** START OF SUPPLIED TEXT **
Sister ya snuck in here...........how goes it.........we all missed ya awful.
Lots going on over here...........your boys got a Virtual football league going and Jazwan is the only chick in on it............check it out.
How's our beautiful baby girl?
What's good, Diff?
Aight then did I dream I saw Diff?
Hallucinations are next for me........I so lost it.
Hallucinations are next for me........I so lost it.
No she was definitely here with a brilliant post for someone...forget who now...
:o)
:o)
..Alrite Bryn..
..Jaz aint in there at the mo..she aint sorted a team out yet..prob to busy with her stuff..or maybe just dont wanna get whooped by blue is the colour haha!!.. im only jokin jaz if ya read this ;)..have a good weekend peeps..Robbie..
..Edit..i did see a post from diff aswell somewhere a few days ago..
..Jaz aint in there at the mo..she aint sorted a team out yet..prob to busy with her stuff..or maybe just dont wanna get whooped by blue is the colour haha!!.. im only jokin jaz if ya read this ;)..have a good weekend peeps..Robbie..
..Edit..i did see a post from diff aswell somewhere a few days ago..
Thank you for your warm welcome back guys! I've been away for a bit. When on a little holiday to see a childhood friend who's running a pub in Lincoln. He got a coke habit and ended up leaving London to get away from it all. Had a nice little break. Now I'm flat out at my house trying to get it into some sort of shape. I'm in a stalemate with the council. They want me to start paying rent, but it's not ready to move into yet. Fortuitously, I had a nice little disaster, which I'm using to hold the council to ransom. Basically I was painting the wall next to the stairs, and I picked at a bit of loose plaster, and about half a tonne of plaster came crashing down around my ears. Now the house is full of rubble, so I've just left the whole lot where it lay, made a little path so I could go up and down the stairs, and I'm dashing about like a mad thing trying to get the place livable before the council haul their sorry arses out to clear up the mess. And of course the can't expect me to move in when I've got half of tonne of plaster and black mortar taking up residence on my stairs, can I?
Soooo, I've painted my bedroom, the lounge is more or less sorted, the kitchen is about there too - just need one more coat of paint. Then I can start on the bathroom, and when that's done I can move in and do the rest of the house in my own sweet time.
Wish it was done already. I'm lurking in the dark coz my twat of a boyfriend went out drinking this afters, and came home in a dangerous mood, kicking off coz I paid his niece to look after the baby whilst I was at my house trying to get everything done. So he called his sister every b****** under the sun, and his mother, and I was on pins waiting for it to be my turn. Sure enough, he picked up the baby and nearly dropped her on the floor. I just told him to be careful and gave him a sharp look, and suddenly I was public nme No 1. So I got told to f*** off, so I took the little one upstairs and watched a bit of x-factor till she went to sleep. Then he sidled off to bed and has been singing and shouting and yawning intermittently ever since.
** END OF SUPPLIED TEXT **
** START OF RECORDS SHOWN **
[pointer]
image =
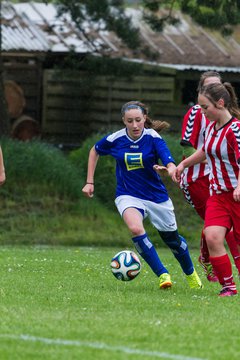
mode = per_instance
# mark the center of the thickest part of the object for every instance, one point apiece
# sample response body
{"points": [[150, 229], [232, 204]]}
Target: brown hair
{"points": [[206, 75], [225, 91], [157, 125]]}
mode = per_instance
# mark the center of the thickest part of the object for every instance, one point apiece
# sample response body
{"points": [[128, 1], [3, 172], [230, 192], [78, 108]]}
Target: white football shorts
{"points": [[161, 215]]}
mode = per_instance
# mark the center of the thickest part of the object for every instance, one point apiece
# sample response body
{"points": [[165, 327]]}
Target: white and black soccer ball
{"points": [[125, 265]]}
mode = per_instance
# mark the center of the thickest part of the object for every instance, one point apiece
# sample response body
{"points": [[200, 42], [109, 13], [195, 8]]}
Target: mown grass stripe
{"points": [[100, 346]]}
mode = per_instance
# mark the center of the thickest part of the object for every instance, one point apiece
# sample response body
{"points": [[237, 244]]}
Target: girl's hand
{"points": [[177, 173], [88, 190], [161, 170]]}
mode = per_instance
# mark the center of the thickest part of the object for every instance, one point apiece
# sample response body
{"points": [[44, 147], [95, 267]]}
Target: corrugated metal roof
{"points": [[34, 27]]}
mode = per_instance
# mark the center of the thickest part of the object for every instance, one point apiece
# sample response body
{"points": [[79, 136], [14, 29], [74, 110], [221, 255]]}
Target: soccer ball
{"points": [[125, 265]]}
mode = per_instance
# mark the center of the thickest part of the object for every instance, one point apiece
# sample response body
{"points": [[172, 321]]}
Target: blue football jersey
{"points": [[135, 159]]}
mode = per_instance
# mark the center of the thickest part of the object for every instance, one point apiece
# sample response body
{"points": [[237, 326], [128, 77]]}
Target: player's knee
{"points": [[174, 241], [142, 243], [135, 229]]}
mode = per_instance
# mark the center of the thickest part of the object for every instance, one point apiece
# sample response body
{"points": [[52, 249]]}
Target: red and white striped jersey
{"points": [[222, 149], [193, 128]]}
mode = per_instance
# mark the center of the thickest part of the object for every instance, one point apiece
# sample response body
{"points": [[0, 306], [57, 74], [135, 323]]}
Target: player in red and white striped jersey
{"points": [[222, 150], [195, 179]]}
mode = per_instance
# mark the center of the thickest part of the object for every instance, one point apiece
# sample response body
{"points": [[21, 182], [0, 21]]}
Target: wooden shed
{"points": [[67, 106]]}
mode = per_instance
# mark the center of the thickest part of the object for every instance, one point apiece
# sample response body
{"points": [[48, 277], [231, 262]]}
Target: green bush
{"points": [[36, 165]]}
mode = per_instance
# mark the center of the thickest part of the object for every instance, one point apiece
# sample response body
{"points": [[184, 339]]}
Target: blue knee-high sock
{"points": [[179, 248], [148, 252]]}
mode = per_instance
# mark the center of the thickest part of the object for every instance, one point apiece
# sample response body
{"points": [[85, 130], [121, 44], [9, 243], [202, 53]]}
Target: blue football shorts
{"points": [[161, 215]]}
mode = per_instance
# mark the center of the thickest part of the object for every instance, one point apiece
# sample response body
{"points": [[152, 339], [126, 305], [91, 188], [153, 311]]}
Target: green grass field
{"points": [[64, 303]]}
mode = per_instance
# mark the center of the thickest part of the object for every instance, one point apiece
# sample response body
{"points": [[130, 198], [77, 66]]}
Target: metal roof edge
{"points": [[184, 67]]}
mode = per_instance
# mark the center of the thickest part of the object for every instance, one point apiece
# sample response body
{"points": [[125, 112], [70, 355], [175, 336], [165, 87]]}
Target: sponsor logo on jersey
{"points": [[133, 161]]}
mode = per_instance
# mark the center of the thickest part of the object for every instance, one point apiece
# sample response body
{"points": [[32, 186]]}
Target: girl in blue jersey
{"points": [[140, 191]]}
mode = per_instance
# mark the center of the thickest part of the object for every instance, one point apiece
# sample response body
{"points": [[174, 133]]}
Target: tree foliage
{"points": [[214, 14], [108, 14]]}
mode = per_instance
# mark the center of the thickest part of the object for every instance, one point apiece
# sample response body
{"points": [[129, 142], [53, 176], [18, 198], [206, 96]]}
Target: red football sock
{"points": [[234, 249], [204, 253], [223, 269]]}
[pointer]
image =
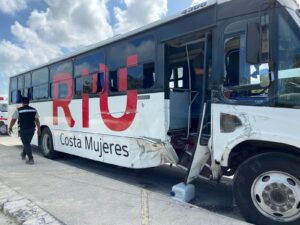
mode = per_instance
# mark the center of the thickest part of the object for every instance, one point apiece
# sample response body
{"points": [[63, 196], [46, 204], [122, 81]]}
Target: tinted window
{"points": [[40, 76], [135, 78], [20, 82], [40, 84], [144, 47], [13, 83], [113, 81], [40, 92], [64, 67], [3, 107], [27, 86], [56, 69], [90, 61]]}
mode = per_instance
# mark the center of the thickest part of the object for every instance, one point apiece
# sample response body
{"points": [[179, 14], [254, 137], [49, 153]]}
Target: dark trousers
{"points": [[26, 137]]}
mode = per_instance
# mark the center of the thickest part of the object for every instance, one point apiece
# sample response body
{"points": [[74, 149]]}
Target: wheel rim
{"points": [[3, 129], [46, 143], [277, 195]]}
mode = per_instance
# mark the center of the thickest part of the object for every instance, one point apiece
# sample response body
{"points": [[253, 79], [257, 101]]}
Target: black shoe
{"points": [[30, 162], [23, 156]]}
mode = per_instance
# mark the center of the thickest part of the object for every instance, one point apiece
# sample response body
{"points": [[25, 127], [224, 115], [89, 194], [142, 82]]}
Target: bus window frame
{"points": [[235, 28], [46, 83]]}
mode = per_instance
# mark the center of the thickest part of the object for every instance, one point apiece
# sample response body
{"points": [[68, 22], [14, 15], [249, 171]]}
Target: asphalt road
{"points": [[215, 197]]}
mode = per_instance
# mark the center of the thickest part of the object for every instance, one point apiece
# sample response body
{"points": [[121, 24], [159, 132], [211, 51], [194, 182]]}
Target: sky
{"points": [[32, 32]]}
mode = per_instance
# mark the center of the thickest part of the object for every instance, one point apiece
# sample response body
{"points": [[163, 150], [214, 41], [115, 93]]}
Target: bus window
{"points": [[40, 84], [135, 78], [176, 79], [27, 86], [13, 90], [149, 75], [90, 83], [56, 69], [113, 81], [252, 78]]}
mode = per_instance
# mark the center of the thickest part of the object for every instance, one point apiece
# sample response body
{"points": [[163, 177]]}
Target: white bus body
{"points": [[214, 90]]}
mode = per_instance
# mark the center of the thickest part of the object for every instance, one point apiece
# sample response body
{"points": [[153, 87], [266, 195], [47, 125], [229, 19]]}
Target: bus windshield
{"points": [[3, 107], [289, 57]]}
** END OF RECORDS SHOWN **
Answer these questions about the forum thread:
1. According to Robbie, what has Jaz not yet done for the virtual football league?
2. In what town is the childhood friend running a pub?
3. Which room will be started on after the kitchen gets its final coat of paint?
Rely only on the forum thread for what comes next.

1. She hasn't sorted a team out yet.
2. Lincoln.
3. The bathroom.